+++ MATERIAL FOR THIS EXERCISE +++

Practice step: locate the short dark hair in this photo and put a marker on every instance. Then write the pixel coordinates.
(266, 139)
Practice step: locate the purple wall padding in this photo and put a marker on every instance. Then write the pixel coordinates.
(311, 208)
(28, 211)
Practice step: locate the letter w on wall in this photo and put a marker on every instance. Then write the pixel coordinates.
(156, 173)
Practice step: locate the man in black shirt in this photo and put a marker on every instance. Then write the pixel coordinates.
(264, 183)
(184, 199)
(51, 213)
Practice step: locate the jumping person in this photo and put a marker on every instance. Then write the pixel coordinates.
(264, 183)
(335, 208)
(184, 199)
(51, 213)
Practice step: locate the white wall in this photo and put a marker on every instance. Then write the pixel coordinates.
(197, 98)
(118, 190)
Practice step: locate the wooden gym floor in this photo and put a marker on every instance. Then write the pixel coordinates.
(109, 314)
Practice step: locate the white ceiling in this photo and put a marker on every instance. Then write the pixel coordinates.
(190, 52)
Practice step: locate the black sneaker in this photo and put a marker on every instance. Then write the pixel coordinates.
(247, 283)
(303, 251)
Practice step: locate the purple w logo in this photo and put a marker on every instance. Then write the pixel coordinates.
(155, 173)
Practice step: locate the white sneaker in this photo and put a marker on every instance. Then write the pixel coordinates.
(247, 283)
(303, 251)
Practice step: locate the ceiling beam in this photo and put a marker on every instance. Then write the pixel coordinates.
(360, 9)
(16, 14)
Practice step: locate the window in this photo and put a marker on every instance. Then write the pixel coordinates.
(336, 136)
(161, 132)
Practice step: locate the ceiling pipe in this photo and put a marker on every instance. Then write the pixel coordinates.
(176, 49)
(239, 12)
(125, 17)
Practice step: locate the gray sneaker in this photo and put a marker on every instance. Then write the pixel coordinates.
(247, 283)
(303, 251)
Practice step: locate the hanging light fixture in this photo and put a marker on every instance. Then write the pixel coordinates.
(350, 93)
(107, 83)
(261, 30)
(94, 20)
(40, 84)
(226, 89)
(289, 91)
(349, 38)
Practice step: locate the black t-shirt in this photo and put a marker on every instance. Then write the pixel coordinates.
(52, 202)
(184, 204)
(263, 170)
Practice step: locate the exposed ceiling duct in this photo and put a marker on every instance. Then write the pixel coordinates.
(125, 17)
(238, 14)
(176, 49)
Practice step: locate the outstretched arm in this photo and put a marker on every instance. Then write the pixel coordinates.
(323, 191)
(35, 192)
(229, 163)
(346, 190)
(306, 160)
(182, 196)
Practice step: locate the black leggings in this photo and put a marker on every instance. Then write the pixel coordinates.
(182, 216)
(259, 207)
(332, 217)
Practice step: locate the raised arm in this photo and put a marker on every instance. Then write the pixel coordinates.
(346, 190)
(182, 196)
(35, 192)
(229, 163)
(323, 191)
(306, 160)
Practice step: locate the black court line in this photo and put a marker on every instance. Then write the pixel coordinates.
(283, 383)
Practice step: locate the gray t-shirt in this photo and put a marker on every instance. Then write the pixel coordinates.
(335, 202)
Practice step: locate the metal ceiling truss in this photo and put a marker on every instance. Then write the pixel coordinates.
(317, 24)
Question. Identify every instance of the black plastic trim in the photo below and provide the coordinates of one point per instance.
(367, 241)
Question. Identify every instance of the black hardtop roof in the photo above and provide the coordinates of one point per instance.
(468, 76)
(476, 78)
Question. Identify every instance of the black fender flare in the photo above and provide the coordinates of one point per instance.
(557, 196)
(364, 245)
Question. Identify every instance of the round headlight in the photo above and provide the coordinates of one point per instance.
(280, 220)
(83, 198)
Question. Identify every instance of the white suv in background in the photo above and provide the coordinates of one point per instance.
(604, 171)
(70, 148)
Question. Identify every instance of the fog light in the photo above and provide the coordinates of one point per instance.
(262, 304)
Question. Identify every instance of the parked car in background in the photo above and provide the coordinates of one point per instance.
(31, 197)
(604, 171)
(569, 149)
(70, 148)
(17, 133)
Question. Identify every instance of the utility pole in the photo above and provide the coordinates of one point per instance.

+++

_TASK DETAILS_.
Each record above should be returned exactly as it appears.

_WRITTEN ANSWER_.
Practice step: locate the short dark hair in this photo and put a marker on every instance. Then write the pixel coordinates.
(266, 139)
Practice step: locate the purple wall padding in this photo and put a marker on every instance. Then write the pixel coordinates.
(311, 208)
(28, 211)
Practice step: locate the letter w on wall in this photo and put a marker on every instance. Then write the pixel coordinates.
(156, 173)
Practice step: locate the man in black shirt in this photo and put a marker on every instance. Then write the pixel coordinates.
(264, 183)
(184, 199)
(51, 213)
Practice step: locate the jumping person in this photo and put a marker on every instance. Then write the pixel coordinates.
(264, 183)
(335, 208)
(184, 199)
(51, 213)
Practice step: locate the white wall in this photo and put a marker on every instance. Then write the pixel coordinates.
(197, 98)
(118, 190)
Practice step: locate the wooden gym floor in this photo and put a marker on every instance. Then write the pixel coordinates.
(109, 314)
Practice step: locate the white ceiling in this photo and put a marker on every instance. Then write the pixel coordinates.
(190, 52)
Practice step: locate the black sneaker in this photo and put a marker on every instance. Then write the pixel coordinates.
(247, 283)
(303, 251)
Practice step: locate the purple w logo in this photo and put a marker on every instance. Then write the pixel coordinates.
(155, 173)
Practice step: locate the white sneaker in this photo and put a marker on every instance. Then write the pixel coordinates.
(247, 283)
(303, 251)
Practice step: locate the ceiling beam in this photo and put a marker on every instance. Then write the pixel coordinates.
(360, 9)
(16, 14)
Practice step: locate the window in this photo and put a marker on every instance. Then write the pixel coordinates.
(336, 136)
(161, 132)
Practice step: locate the ceiling pipe in this photo and put a marker on every instance. Then write the pixel coordinates.
(176, 49)
(239, 12)
(125, 17)
Practice step: locate the gray sneaker in this photo and put a marker on every instance. Then write the pixel coordinates.
(247, 283)
(303, 251)
Practice step: locate the hanging light fixture in this photo and put a marker on every instance. Then write the pixel coordinates.
(350, 93)
(107, 83)
(261, 30)
(94, 20)
(40, 84)
(226, 89)
(289, 91)
(349, 38)
Practice step: locate the black t-shirt in this photo and put a marker on every instance. Then write the pixel coordinates.
(52, 202)
(184, 204)
(263, 170)
Practice step: locate the exposed ceiling duct in this photo and put a marker on every instance. Then write the pixel coordinates.
(125, 17)
(238, 14)
(176, 49)
Practice step: locate the outstretched arm in this photo and put a marker on every instance. Then write the pixel coordinates.
(323, 191)
(35, 192)
(229, 163)
(346, 190)
(306, 160)
(182, 196)
Practice step: locate the black leggings in this photo and put a marker on every instance. Then write the pixel coordinates.
(182, 216)
(259, 207)
(332, 217)
Practice step: locate the raised arm in this photo and put a marker on every instance. Then write the pixel coordinates.
(346, 190)
(182, 196)
(35, 192)
(229, 163)
(323, 191)
(306, 160)
Practice step: locate the black court line in this photo and put a marker on every instance. Then write the pixel coordinates.
(283, 383)
Practice step: locate the gray t-shirt in this photo and put a marker on every instance. Then write the pixel coordinates.
(335, 202)
Practice step: locate the metal ceiling truss in this photo and put a marker on every instance. Then write the pixel coordinates.
(317, 24)
Question. Identify every instance of the black plastic trim in the photo below and provide the coordinates of one point per instance.
(367, 241)
Question. Identify every instance of the black hardtop roof in the photo above and provide the coordinates of one point per instance.
(468, 76)
(476, 78)
Question. Identify every instance of the black fender flare in the photo above and provide the coordinates of one point per instance.
(557, 196)
(364, 245)
Question. Identify every instance of the round headlight in the photo above and provide the coordinates of one point per instance.
(280, 220)
(83, 198)
Question. Identify every instance of the white suv in background in the photo above and provide the coordinates of one point per instance.
(604, 171)
(70, 148)
Question. Identify every instance of the fog light in the photo above and provide the coordinates of one point per instance.
(262, 304)
Question. Identify every instance of the parked car in background in the photo above and provide the coordinates of one point per instance.
(31, 197)
(604, 171)
(569, 149)
(70, 148)
(17, 133)
Question. Identify every instance of the utility pole in the photo above and provide the coordinates of one point per instance.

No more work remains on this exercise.